Natural language region descriptions
- - - - -

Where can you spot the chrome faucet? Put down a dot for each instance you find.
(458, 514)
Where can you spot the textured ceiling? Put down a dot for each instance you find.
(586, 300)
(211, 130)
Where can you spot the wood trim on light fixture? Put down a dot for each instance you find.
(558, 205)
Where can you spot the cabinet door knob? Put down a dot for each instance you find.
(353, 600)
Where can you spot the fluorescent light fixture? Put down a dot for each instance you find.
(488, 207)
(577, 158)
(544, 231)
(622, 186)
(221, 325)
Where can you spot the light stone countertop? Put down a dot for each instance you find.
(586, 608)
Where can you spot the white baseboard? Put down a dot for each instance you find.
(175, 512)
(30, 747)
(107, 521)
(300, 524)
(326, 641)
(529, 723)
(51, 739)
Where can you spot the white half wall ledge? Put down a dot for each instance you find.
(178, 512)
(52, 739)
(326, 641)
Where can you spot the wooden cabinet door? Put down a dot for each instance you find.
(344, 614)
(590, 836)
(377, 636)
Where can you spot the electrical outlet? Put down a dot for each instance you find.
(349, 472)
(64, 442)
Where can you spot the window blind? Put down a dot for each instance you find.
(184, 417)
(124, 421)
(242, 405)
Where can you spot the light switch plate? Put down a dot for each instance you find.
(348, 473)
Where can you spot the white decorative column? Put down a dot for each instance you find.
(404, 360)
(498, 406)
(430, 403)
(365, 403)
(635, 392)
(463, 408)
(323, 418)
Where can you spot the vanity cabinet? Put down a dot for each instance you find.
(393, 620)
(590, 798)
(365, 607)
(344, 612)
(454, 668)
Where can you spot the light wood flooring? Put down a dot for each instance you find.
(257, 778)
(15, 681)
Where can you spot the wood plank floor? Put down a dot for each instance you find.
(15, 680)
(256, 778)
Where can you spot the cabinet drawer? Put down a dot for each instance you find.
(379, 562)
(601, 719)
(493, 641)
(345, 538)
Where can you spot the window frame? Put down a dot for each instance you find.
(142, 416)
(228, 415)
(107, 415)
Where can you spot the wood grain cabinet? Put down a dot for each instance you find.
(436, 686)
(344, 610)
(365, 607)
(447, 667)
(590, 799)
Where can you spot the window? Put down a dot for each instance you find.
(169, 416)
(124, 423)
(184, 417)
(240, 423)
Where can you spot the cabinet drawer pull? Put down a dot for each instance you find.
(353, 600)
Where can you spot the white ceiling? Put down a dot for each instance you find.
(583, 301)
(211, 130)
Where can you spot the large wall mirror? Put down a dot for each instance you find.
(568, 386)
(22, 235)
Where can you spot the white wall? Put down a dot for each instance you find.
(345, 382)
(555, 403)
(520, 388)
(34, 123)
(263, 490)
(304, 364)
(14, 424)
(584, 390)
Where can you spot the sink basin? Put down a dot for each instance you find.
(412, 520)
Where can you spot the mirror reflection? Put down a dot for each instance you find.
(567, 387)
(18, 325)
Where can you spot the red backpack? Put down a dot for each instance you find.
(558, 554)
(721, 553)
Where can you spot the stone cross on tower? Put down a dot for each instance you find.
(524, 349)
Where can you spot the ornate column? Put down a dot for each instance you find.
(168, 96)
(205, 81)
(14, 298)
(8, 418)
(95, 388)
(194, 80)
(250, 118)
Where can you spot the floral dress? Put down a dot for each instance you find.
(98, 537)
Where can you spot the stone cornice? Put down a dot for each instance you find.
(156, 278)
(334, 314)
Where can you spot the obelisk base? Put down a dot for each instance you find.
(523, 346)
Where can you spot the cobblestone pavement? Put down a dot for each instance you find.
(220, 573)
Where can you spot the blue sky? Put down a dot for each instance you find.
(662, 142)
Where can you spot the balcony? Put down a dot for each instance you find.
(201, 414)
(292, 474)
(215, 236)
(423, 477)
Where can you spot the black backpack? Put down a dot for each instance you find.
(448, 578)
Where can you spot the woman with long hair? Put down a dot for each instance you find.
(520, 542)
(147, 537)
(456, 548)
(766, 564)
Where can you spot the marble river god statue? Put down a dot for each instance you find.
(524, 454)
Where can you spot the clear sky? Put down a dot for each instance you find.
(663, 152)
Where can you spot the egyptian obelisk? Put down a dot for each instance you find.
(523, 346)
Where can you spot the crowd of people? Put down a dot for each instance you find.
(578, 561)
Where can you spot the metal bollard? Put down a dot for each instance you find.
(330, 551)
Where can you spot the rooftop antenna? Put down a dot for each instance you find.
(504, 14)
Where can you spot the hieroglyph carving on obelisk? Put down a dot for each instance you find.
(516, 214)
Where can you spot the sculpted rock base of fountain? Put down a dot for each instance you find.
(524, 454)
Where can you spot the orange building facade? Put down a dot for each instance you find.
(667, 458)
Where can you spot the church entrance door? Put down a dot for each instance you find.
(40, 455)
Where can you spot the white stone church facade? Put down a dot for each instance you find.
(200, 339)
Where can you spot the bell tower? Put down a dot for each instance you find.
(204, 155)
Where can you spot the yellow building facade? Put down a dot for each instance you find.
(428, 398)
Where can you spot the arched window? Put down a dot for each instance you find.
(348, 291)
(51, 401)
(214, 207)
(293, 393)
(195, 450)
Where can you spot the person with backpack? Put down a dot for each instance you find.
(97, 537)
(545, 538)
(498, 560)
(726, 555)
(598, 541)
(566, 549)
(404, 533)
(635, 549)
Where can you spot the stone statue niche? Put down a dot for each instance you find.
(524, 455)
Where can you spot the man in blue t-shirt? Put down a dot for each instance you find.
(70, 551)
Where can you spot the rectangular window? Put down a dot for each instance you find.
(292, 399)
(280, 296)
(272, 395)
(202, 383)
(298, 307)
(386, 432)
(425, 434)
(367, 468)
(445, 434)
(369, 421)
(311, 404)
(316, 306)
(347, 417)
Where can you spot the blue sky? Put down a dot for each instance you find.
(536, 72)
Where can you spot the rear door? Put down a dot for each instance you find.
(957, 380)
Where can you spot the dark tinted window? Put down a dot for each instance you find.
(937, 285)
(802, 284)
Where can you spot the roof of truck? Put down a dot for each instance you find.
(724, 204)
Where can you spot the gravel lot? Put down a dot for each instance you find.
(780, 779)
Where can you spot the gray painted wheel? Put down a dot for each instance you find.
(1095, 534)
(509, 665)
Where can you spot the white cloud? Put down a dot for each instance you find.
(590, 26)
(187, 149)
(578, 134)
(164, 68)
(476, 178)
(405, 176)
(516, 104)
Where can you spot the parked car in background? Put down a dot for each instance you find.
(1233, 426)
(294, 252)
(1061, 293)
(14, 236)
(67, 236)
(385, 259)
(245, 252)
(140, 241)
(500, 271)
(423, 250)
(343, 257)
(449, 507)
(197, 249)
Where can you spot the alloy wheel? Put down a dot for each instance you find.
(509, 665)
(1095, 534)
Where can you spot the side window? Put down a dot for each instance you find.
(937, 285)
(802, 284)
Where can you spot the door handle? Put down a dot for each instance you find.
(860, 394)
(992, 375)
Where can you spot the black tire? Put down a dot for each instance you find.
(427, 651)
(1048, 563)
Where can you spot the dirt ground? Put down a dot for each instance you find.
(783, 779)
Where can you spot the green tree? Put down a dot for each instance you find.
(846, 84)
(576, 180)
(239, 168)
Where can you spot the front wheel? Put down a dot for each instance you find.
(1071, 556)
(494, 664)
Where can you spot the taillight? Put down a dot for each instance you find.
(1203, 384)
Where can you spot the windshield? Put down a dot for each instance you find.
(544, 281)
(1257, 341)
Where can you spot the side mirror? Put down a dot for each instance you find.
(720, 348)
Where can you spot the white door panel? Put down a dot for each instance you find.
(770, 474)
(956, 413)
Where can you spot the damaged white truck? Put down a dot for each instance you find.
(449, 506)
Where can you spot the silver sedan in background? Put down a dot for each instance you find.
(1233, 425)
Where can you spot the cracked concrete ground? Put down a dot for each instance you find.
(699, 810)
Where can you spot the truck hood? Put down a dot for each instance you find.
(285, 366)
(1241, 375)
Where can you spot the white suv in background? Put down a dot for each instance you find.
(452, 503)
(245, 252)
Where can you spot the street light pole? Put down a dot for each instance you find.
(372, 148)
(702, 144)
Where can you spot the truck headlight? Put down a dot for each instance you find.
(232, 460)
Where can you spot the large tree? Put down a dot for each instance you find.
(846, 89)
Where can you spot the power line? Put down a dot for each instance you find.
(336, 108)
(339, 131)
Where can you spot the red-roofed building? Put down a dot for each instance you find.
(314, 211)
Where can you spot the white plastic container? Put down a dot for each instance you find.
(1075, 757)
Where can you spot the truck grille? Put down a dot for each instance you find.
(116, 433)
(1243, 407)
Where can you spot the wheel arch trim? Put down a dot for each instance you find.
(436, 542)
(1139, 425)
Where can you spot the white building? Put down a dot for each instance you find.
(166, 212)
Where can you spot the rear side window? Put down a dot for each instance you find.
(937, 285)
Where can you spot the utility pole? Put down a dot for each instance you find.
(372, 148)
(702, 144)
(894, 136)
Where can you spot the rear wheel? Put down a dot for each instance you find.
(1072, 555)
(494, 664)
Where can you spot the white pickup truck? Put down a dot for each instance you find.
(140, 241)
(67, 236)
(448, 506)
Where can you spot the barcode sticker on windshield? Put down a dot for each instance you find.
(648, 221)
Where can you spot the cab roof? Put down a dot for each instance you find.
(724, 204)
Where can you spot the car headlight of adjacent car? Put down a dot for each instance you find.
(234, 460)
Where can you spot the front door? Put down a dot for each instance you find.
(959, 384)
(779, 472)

- - - - -

YOUR INSTRUCTIONS:
Which lines run from the one containing "Where can you spot the white building?" to the end of the data? Output them exactly, with nothing added.

RESULT BELOW:
Where can you spot the white building? Put down a dot for each instance you find.
(166, 212)
Where can you spot the rear side window? Put down a dot for each instance you find.
(937, 285)
Where can you spot the utility pole? Put down a dot for each instance you find.
(372, 148)
(702, 144)
(894, 136)
Where can you spot the rear wheel? Put down a dot for each instance you find.
(1072, 555)
(494, 664)
Where can you spot the white pickup truck? Put down a dot for each instance you find.
(140, 241)
(67, 236)
(448, 506)
Where can you spot the barcode sticker on windshield? Put down a dot for each instance you find.
(648, 221)
Where can you spot the cab roof? Put down a dot for each instance you find.
(724, 204)
Where can you spot the car headlight of adjacent car? Put down a dot for each instance you find.
(234, 460)
Where can you spot the front door? Put down a dot for each instance you find.
(959, 384)
(779, 472)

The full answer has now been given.